Rewrite the data below from the line containing "In which area of the above frame can the water surface" through the line containing "[0,0,161,69]", swapping "Report" for "Give" and leaving all else as it is. Return only those lines.

[Start GIVEN DATA]

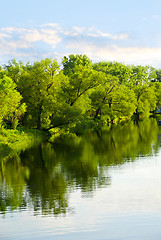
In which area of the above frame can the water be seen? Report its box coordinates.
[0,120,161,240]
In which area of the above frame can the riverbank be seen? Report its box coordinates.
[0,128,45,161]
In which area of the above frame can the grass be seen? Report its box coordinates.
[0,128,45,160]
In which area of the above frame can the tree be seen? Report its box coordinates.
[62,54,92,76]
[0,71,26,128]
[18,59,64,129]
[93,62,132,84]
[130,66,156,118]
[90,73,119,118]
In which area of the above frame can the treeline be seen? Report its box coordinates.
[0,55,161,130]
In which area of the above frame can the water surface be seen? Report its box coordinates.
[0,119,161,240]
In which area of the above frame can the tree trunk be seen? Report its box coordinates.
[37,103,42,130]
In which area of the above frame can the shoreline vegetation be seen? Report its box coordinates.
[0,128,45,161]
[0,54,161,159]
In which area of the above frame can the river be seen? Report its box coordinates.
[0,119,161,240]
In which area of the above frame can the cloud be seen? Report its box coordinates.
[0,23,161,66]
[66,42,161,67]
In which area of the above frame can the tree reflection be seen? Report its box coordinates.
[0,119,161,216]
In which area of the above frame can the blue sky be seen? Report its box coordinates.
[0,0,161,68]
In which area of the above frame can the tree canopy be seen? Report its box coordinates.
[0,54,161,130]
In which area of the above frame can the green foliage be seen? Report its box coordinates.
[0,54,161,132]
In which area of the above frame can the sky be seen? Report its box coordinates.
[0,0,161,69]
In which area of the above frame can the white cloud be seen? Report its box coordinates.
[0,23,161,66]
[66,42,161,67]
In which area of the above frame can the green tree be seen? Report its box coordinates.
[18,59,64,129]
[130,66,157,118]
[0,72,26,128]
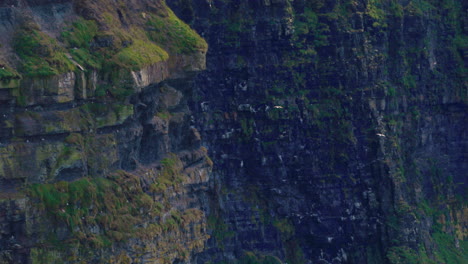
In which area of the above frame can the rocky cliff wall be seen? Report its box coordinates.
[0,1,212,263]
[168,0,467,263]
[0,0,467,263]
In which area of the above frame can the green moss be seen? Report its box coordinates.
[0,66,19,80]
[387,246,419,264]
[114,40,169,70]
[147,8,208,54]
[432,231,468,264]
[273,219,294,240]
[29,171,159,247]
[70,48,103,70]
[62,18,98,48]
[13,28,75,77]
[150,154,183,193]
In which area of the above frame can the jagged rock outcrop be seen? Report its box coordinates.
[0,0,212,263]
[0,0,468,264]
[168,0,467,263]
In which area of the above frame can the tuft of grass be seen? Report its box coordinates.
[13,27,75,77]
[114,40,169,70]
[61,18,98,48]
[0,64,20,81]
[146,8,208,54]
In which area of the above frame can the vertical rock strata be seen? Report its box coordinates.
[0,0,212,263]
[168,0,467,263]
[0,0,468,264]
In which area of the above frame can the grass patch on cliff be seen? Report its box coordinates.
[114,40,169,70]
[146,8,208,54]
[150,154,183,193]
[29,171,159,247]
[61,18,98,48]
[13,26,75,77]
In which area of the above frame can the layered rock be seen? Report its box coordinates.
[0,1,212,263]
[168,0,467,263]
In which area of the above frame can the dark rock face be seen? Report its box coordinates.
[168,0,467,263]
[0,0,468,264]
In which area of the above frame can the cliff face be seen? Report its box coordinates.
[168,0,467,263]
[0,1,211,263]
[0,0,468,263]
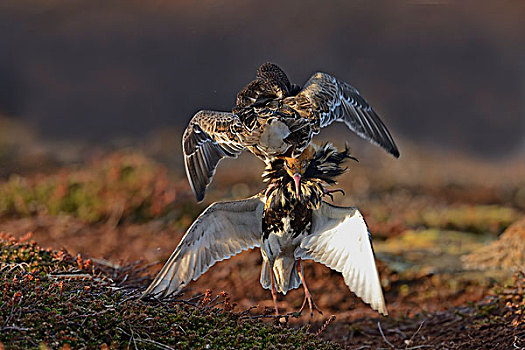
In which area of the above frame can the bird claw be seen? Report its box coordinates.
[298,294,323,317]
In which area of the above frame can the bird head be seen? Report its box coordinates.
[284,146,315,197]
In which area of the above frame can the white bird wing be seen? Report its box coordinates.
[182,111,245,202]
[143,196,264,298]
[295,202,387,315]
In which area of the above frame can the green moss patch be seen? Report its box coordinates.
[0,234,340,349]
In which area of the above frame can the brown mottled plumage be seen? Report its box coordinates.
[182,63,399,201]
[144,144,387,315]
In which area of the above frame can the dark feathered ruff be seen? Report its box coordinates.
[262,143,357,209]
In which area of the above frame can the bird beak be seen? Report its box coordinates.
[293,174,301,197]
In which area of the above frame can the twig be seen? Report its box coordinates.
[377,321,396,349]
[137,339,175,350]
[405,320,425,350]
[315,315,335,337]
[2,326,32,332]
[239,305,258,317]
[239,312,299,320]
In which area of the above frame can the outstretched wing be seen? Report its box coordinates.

[End GIVEN DATA]

# RESULT
In which area of the above frame can the water surface be seen? Give its box coordinates.
[0,119,161,240]
In which area of the above frame can the tree trunk be seen? Give its box coordinates.
[37,103,42,130]
In which area of the above frame can the shoreline vegetation be seen? Give its box coordinates.
[0,128,45,161]
[0,54,161,159]
In which area of the above frame can the river be seen? Give its box coordinates.
[0,119,161,240]
In which area of the above frame can the cloud be seen? Give its box coordinates.
[0,23,161,66]
[66,42,161,67]
In which area of the above frame can the tree reflection be seen? Give its box coordinates.
[0,119,161,216]
In which area of the above frame can the blue sky be seen? Give its box coordinates.
[0,0,161,68]
In which area of the above frame can the tree canopy be seen? Give its box coordinates.
[0,54,161,130]
In which area of the above frame can the green foliage be seen? Give its box coordinates.
[0,54,161,132]
In which area of the above frame can the sky be seen? Give its box coordinates.
[0,0,161,69]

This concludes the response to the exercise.